_Problems and tasks:_
- A) In the text on semantics, begin at the words "According to Ferdinand" and stop after "by convention only.", then write out that passage with "bilateral" replaced by "two-sided".
- B) In the text on semantics, what is the name of the geometric schema that illustrates how symbol, thought and referent relate?
- C) Write what follows the last sentence of the text on semantics.

_Excerpted text:_

Semantics
The linguistic sign

Source: Saussure (1916:77)
According to Ferdinand de Saussure (1916), linguistic signs are bilateral, i.e. every linguistic sign has two aspects which are inseparably connected: the sound sequence (signifier) on the level of expression, and the concept (signified) on the level of meaning. The relationship between the sound sequence and the concept of a linguistic sign is said to be arbitrary, i.e. predetermined by convention only.
In the theory of signs by Charles Sanders Peirce (1931), the linguistic sign is therefore characterised as a symbol. In contrast, Peirce distinguishes two other types of signs, which are not based on convention: indices are identified by a causal relationship between the signifier and the signified, while icons stand in a relationship of similarity to the concept they refer to. As an exception to the basic arbitrariness of linguistic signs, onomatopoeic expressions are naturally motivated. Therefore, they are said to be partly iconic.
In order to illustrate the dependent relationship between sound sequence (symbol), concept (thought) and object of reference in the real world (referent), Charles Kay Odgen and Ivor Armstrong Richards (1923) developed a geometric schema, the semiotic triangle. According to Odgen and Richards, there is no direct relation between symbol and referent: Linguistic expressions relate to the real world only through their meaning.

_Data supplied:_
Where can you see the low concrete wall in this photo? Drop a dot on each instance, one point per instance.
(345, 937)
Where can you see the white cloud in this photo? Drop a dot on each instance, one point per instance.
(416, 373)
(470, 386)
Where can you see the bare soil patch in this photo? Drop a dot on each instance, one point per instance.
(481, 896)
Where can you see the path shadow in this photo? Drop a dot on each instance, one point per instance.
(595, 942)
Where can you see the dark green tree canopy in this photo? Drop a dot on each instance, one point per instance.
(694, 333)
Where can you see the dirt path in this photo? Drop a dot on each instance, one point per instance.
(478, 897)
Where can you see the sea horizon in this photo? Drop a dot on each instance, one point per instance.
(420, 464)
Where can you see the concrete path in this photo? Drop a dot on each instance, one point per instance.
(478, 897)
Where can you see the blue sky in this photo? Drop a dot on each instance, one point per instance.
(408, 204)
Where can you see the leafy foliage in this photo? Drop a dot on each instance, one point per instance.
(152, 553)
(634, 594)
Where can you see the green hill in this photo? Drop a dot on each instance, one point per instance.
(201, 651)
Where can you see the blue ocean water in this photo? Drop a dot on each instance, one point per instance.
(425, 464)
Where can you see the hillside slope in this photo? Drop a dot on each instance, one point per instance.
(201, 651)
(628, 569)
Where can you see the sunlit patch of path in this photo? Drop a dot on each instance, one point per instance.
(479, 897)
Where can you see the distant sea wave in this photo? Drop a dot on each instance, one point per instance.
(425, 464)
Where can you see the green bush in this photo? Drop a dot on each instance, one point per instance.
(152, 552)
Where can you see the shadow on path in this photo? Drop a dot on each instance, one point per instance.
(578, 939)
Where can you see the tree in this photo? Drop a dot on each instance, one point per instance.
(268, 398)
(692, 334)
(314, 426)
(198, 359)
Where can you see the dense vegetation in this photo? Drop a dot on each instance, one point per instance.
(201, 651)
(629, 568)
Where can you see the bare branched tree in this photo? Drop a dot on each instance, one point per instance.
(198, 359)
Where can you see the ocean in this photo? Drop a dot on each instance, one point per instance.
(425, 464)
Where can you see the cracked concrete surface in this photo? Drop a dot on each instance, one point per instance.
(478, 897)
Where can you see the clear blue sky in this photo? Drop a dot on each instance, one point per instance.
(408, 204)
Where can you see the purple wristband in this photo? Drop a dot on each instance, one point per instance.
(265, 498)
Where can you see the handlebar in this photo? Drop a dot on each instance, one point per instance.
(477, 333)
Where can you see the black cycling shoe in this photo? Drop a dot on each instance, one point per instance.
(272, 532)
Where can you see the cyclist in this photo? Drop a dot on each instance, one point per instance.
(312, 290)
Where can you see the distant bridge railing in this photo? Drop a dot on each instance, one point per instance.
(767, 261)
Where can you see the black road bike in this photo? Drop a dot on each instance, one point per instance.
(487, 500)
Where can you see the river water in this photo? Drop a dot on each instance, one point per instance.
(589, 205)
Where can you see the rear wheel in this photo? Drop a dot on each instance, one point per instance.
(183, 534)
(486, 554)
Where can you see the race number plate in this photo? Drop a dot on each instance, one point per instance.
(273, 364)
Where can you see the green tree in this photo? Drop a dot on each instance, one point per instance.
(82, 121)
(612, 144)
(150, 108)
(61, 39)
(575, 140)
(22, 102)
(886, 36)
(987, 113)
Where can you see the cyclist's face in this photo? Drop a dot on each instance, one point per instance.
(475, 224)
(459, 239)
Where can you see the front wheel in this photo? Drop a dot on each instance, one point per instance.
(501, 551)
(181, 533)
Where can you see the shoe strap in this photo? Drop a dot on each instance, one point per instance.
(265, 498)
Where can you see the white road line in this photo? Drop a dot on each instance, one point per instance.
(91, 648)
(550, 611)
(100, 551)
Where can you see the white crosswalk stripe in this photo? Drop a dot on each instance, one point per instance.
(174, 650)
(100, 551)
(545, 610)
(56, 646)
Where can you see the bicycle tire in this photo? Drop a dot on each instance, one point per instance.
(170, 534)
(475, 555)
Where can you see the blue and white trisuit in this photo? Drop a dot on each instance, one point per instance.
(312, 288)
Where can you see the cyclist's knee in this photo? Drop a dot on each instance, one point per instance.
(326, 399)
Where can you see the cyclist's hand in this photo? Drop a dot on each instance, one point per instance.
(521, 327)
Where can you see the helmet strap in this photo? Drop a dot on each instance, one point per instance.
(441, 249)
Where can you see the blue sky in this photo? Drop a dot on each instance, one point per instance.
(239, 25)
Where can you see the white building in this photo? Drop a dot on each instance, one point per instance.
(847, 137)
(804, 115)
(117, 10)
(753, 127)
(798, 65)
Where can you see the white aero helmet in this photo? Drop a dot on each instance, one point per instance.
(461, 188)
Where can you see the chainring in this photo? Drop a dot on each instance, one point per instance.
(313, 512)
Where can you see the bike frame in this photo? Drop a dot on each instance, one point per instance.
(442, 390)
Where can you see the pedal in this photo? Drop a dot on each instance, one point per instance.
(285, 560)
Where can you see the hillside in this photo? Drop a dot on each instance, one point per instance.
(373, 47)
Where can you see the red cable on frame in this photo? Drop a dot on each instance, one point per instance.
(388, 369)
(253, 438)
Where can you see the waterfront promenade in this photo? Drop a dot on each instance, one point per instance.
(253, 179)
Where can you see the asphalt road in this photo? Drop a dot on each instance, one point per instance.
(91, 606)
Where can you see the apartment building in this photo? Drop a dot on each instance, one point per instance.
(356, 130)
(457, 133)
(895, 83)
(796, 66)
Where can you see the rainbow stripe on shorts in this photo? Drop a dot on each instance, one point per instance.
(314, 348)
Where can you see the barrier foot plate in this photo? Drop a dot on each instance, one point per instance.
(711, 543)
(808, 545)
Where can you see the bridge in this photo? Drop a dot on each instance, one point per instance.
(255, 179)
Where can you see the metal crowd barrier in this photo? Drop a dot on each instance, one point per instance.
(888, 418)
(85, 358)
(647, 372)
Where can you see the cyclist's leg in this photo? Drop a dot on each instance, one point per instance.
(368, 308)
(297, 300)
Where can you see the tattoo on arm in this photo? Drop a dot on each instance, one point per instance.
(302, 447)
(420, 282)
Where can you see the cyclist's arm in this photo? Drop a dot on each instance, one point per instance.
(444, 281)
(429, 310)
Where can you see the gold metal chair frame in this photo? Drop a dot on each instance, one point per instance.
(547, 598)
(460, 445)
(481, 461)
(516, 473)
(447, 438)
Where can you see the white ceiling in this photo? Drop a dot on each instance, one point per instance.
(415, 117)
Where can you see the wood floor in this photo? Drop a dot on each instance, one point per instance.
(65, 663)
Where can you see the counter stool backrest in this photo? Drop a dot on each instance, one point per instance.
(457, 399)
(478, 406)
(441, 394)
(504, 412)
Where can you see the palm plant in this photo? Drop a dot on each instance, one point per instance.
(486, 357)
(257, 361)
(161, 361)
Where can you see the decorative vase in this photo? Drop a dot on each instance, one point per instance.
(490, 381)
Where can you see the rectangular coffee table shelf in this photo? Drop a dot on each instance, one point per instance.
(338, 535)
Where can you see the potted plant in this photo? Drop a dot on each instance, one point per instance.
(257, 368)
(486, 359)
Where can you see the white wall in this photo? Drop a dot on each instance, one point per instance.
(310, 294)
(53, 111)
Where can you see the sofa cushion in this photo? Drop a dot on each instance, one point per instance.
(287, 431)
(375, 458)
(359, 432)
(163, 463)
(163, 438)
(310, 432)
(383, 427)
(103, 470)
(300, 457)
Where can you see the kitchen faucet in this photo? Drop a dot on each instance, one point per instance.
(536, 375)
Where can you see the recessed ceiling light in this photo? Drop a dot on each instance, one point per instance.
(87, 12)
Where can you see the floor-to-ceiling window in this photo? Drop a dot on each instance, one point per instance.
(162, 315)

_Numbered answers:_
- A)
According to Ferdinand de Saussure (1916), linguistic signs are two-sided, i.e. every linguistic sign has two aspects which are inseparably connected: the sound sequence (signifier) on the level of expression, and the concept (signified) on the level of meaning. The relationship between the sound sequence and the concept of a linguistic sign is said to be arbitrary, i.e. predetermined by convention only.

- B) The semiotic triangle.

- C)
Source: Odgen/Richards (1923:11)
The structuralist ideas on linguistic signs were partly continued in the school of functionalism. In the Organon model of language designed by Karl Bühler (1934), a linguistic sign serves as a tool by means of which one person communicates with another person about the world. Thus, Bühler distinguishes between three functions of the linguistic sign: It is a symptom that allows a sender to express his own beliefs and feelings (expressive function); it is a signal that appeals to the receiver (appelative function); it is a symbol that refers to objects and states of affairs in the real world (representational function).